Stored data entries
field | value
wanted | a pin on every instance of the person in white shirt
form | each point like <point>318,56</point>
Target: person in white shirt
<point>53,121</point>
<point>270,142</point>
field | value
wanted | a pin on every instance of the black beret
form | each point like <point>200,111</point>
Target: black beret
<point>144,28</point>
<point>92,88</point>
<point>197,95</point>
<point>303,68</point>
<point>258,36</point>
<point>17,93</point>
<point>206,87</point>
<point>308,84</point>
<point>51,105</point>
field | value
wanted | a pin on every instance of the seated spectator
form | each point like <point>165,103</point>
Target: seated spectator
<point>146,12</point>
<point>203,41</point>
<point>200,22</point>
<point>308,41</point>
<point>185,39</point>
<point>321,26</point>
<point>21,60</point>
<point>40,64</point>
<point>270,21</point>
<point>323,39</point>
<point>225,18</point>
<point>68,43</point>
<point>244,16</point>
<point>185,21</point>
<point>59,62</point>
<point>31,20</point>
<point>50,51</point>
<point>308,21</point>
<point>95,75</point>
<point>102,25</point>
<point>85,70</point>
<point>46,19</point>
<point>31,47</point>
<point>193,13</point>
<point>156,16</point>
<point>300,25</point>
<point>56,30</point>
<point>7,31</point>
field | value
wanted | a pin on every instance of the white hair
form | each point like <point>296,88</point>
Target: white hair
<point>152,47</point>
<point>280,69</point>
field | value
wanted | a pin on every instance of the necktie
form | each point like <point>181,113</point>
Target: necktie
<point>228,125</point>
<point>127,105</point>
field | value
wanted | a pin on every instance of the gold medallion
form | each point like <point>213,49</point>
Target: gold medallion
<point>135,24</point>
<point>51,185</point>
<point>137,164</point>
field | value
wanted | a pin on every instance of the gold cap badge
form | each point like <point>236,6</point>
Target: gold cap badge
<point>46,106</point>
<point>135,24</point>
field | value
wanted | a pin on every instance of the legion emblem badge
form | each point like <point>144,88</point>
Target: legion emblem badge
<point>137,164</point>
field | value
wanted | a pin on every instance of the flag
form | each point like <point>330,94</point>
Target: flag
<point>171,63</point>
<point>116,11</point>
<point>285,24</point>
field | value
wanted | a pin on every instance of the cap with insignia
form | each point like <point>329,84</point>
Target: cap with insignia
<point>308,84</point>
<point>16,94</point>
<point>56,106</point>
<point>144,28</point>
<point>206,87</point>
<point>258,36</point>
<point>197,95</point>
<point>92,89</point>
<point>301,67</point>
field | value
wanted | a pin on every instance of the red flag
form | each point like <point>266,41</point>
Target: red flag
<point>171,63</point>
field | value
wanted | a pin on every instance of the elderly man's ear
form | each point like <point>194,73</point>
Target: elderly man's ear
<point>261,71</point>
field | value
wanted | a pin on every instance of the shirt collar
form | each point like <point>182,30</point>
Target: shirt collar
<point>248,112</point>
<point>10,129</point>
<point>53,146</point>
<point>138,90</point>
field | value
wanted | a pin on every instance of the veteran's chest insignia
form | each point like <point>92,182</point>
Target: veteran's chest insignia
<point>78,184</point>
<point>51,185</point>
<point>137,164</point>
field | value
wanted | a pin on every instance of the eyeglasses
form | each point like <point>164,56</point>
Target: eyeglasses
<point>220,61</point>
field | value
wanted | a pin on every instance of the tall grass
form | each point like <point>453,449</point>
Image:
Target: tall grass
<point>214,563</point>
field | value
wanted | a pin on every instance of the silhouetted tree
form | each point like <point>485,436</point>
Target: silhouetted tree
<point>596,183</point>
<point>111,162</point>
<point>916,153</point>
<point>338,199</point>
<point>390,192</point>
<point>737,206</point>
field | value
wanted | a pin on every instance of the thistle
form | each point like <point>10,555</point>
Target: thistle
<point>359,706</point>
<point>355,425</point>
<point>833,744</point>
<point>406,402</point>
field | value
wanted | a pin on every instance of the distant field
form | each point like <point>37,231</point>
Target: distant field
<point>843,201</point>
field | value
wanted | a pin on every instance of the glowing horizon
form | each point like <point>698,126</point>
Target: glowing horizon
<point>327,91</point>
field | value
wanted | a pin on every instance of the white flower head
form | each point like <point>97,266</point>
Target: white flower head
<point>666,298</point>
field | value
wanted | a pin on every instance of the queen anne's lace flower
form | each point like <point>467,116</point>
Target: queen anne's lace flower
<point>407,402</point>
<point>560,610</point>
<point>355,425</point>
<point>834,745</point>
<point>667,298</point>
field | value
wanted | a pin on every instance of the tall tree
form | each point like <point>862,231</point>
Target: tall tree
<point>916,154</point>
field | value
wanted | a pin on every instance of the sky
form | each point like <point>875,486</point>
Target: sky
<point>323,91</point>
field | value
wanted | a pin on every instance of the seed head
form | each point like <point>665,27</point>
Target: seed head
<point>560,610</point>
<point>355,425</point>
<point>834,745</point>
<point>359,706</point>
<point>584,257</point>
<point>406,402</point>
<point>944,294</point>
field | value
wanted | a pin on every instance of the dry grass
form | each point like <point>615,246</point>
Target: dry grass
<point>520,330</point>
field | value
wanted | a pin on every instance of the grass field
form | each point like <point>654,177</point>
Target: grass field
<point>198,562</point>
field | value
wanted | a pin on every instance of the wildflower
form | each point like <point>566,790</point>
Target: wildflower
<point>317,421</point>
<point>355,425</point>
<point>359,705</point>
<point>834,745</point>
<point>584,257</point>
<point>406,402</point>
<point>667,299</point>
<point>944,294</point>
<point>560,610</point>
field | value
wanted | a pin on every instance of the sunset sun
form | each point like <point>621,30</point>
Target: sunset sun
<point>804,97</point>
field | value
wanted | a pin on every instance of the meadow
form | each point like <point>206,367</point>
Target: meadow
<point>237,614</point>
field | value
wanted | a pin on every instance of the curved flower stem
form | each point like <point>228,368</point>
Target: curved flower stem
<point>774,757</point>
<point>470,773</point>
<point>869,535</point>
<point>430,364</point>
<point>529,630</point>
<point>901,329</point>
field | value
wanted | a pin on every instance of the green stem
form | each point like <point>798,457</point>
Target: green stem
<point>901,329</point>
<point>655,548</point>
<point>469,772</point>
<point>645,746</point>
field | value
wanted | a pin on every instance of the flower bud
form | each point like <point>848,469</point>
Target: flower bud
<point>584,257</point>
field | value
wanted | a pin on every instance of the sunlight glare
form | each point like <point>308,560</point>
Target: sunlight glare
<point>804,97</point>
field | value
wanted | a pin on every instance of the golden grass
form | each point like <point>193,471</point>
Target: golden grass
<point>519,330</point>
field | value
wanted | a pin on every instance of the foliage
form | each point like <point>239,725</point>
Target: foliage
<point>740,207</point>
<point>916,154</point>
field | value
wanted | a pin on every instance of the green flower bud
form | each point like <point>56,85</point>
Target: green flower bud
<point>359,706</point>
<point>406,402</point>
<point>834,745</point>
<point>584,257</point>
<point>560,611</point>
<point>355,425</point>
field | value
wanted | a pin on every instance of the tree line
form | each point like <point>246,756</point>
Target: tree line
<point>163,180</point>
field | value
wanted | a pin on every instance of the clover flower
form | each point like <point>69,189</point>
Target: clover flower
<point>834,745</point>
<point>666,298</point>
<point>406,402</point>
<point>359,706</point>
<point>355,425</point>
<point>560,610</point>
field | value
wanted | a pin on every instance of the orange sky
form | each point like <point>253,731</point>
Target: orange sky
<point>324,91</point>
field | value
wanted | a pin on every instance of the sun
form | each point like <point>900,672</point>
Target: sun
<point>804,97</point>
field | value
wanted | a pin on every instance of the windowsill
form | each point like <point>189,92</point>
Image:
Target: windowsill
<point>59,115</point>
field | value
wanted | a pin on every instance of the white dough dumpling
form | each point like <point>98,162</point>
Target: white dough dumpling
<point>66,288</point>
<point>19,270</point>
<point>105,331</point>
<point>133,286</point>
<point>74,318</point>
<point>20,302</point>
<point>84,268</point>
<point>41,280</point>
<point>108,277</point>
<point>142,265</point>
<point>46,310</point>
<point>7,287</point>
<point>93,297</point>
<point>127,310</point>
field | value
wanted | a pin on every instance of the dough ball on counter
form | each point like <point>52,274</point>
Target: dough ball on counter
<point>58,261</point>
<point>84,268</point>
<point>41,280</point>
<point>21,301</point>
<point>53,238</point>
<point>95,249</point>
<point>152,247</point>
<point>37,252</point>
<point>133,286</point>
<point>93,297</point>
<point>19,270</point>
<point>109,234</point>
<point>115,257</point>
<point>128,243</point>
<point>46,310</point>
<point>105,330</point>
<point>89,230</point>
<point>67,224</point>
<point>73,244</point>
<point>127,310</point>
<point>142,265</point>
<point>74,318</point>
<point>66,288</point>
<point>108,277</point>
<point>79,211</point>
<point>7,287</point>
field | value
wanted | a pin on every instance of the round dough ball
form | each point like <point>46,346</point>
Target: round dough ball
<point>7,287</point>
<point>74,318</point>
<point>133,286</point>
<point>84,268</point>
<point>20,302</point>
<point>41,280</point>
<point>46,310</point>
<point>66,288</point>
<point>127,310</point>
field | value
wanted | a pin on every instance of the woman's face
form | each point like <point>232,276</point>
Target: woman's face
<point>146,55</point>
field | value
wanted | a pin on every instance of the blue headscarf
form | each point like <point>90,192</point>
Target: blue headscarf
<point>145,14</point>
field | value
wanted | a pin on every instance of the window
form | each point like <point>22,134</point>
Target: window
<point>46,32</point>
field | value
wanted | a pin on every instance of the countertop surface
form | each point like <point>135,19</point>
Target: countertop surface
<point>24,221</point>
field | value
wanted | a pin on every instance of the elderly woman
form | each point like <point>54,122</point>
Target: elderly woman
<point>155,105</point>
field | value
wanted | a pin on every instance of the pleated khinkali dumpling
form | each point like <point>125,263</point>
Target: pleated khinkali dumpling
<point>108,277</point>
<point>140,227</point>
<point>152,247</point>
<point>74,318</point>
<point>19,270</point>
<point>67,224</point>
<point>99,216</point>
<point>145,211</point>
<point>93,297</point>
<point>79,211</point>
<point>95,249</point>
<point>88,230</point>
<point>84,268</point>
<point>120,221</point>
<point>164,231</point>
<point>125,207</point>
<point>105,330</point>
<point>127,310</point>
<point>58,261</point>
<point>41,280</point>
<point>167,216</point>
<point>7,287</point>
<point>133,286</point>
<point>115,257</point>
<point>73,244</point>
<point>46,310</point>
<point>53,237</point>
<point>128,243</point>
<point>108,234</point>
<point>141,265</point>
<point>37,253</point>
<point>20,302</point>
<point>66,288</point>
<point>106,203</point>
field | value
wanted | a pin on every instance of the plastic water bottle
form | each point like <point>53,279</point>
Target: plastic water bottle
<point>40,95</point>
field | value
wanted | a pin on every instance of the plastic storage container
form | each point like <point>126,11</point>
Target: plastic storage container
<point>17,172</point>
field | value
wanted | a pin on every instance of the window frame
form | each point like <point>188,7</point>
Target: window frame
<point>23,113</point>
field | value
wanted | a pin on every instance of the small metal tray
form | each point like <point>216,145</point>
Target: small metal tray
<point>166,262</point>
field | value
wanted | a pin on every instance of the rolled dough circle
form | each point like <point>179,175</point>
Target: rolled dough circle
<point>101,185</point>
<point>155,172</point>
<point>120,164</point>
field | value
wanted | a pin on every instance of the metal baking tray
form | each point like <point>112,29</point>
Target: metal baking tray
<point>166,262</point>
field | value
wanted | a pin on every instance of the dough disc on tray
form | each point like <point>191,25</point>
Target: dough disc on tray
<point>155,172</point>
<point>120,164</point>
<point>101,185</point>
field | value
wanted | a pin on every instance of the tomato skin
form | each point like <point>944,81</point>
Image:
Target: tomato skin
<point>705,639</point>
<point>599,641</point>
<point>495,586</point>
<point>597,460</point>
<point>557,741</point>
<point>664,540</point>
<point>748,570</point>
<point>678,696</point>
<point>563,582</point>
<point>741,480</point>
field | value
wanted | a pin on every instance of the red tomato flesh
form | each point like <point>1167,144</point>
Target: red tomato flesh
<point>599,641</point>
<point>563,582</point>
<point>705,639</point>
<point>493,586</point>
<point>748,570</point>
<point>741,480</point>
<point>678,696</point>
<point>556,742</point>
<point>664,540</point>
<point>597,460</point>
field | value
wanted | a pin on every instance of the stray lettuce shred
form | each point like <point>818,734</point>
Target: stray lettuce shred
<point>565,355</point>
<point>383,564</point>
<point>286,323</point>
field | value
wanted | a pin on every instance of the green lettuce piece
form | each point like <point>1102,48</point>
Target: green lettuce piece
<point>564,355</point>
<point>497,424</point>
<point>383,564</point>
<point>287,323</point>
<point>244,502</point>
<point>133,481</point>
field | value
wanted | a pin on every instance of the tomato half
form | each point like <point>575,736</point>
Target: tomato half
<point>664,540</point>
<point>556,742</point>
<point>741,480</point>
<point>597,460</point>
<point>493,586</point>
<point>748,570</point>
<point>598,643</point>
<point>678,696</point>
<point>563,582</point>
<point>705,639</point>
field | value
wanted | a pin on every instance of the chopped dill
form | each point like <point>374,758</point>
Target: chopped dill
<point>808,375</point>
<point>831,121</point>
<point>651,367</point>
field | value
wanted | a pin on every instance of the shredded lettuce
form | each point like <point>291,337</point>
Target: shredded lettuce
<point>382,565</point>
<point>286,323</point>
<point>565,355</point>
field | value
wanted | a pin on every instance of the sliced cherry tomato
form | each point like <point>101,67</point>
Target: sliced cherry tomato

AIM OF THE TASK
Give the number of lines above that contain "cherry", and nothing more.

ANSWER TO THIS PROBLEM
2